## EXERCISE DESCRIPTION
Only the lines from the one containing "Target: grass lawn" through the end of the material are to be echoed, each exactly as it appears.

## EXCERPTED DATA

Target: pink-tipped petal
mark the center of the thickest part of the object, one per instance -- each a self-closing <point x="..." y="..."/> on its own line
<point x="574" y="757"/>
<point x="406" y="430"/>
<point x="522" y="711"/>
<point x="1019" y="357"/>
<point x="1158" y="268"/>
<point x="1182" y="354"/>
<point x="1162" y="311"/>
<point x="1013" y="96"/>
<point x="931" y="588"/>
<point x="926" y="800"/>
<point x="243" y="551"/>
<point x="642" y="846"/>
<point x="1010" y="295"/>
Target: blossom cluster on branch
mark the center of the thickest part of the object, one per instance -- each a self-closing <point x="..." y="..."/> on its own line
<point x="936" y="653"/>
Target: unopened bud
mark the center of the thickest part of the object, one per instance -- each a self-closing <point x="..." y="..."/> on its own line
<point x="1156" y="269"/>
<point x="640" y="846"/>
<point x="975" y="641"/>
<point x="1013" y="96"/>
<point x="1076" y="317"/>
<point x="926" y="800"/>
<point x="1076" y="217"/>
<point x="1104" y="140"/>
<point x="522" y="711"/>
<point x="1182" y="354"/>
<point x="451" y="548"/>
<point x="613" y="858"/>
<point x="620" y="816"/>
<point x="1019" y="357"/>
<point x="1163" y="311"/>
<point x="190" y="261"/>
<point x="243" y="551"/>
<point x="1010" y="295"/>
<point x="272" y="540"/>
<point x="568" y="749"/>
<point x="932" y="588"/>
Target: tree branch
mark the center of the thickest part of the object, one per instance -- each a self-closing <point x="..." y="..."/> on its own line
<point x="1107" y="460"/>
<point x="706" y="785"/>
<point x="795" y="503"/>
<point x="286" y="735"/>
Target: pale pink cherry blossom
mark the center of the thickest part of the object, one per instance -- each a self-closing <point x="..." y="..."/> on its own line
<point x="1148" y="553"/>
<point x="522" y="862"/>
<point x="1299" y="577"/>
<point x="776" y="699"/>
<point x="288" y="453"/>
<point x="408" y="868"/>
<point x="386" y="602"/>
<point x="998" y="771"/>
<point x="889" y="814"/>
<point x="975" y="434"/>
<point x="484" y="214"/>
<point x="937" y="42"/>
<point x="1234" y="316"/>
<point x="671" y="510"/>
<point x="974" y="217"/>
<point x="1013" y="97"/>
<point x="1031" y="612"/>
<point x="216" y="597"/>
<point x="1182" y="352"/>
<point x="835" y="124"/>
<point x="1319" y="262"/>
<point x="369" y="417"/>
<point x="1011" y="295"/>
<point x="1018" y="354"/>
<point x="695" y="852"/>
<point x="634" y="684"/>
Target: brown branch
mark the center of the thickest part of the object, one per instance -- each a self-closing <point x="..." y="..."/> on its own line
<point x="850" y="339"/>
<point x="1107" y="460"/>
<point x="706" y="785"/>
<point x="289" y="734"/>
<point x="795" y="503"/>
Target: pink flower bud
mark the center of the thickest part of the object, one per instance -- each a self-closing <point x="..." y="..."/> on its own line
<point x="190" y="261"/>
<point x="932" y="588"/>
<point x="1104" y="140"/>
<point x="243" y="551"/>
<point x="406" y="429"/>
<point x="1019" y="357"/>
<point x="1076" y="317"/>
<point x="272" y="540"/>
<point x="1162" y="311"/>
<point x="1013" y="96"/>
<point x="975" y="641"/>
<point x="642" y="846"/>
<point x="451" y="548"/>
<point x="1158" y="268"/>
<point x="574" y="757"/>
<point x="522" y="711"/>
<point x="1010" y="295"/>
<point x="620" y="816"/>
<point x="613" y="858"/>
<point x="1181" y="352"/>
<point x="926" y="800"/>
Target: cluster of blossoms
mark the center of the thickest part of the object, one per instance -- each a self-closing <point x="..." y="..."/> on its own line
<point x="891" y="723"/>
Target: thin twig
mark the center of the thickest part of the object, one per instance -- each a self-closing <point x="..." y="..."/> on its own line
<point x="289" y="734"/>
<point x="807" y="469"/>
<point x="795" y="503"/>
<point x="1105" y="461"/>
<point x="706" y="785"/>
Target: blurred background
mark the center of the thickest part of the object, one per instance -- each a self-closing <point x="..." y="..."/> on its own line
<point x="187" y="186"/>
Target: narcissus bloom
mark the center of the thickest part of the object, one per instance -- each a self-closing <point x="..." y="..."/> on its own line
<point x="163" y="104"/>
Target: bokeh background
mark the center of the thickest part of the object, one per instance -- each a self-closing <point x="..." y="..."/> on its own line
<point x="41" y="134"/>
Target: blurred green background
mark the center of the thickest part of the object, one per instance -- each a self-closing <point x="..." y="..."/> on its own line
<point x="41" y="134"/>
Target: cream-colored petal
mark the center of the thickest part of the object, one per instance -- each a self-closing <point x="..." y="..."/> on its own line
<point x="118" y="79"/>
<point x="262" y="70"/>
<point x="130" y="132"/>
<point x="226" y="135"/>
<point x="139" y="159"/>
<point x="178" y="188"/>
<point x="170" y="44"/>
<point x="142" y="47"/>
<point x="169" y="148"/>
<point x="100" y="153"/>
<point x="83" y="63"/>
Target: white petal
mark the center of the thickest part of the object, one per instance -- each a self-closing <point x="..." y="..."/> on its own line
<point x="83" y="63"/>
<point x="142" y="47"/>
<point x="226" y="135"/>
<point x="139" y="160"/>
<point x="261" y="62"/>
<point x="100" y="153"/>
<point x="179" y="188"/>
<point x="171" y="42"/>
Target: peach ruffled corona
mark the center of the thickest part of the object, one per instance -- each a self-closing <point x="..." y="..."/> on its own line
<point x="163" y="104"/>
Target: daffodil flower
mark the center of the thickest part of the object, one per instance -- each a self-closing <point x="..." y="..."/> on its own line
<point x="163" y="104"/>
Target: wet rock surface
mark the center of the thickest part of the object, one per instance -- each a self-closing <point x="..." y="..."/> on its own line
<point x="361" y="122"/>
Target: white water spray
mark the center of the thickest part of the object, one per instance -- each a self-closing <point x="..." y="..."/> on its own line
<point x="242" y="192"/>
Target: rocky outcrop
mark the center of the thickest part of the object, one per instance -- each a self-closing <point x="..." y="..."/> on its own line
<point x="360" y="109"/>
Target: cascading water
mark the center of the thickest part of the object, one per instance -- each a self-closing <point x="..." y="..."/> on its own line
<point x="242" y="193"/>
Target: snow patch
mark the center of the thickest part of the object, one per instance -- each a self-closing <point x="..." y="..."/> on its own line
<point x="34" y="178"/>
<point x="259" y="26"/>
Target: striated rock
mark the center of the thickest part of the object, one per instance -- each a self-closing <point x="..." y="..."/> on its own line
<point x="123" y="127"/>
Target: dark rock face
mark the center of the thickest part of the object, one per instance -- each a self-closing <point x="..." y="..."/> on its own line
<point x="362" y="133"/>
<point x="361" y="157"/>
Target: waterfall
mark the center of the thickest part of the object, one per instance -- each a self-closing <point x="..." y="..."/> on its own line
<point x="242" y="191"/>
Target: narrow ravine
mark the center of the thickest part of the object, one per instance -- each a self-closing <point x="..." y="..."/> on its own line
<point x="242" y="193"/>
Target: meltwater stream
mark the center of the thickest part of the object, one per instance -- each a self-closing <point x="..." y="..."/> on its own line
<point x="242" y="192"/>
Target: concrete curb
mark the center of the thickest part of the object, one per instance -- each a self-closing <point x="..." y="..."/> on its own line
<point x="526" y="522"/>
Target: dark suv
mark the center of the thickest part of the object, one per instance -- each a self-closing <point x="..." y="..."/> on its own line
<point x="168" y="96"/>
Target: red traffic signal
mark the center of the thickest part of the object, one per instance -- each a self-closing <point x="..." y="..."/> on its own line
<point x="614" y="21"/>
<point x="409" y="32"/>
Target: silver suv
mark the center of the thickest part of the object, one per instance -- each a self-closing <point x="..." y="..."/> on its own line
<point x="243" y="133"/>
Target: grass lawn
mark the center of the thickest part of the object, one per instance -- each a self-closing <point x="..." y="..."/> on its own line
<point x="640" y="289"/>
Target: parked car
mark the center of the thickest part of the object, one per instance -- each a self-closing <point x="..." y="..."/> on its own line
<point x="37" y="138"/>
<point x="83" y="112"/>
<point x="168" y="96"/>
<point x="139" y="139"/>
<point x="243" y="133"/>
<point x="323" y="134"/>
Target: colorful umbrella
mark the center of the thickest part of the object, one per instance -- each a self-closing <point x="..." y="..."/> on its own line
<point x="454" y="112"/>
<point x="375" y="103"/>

## ANSWER FOR THE TASK
Target: grass lawn
mark the center of the thickest part of the object, one per instance -- each a self-closing <point x="..." y="..."/> on its own line
<point x="640" y="289"/>
Target: parked car
mark the center of the thickest part of the object, one per instance -- each a self-closing <point x="..." y="..."/> on its own line
<point x="37" y="138"/>
<point x="83" y="112"/>
<point x="168" y="96"/>
<point x="139" y="139"/>
<point x="243" y="133"/>
<point x="323" y="134"/>
Target: colorful umbrella
mark the center of the thickest part of the object, one per instance -- each a self-closing <point x="..." y="..."/> on its own line
<point x="454" y="112"/>
<point x="375" y="103"/>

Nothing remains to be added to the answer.